▶ Task to carry out
Can you rename "query" to "prompt" throughout the material below and leave everything else unchanged?

▶ Stored records
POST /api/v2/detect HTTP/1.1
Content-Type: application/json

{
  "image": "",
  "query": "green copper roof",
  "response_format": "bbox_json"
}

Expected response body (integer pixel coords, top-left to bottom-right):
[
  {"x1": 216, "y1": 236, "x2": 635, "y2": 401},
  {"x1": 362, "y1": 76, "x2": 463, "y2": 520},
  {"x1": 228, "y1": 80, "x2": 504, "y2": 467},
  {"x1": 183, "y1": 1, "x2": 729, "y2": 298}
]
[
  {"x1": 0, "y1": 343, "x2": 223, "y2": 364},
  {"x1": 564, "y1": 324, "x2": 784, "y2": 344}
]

▶ Answer to this task
POST /api/v2/detect HTTP/1.1
Content-Type: application/json

{
  "image": "",
  "prompt": "green copper roof",
  "response_format": "bbox_json"
}

Expected response body (integer pixel coords, top-left to bottom-right):
[
  {"x1": 216, "y1": 236, "x2": 635, "y2": 401},
  {"x1": 362, "y1": 76, "x2": 463, "y2": 520},
  {"x1": 228, "y1": 80, "x2": 504, "y2": 467},
  {"x1": 183, "y1": 1, "x2": 729, "y2": 298}
]
[
  {"x1": 0, "y1": 343, "x2": 223, "y2": 364},
  {"x1": 564, "y1": 324, "x2": 784, "y2": 344}
]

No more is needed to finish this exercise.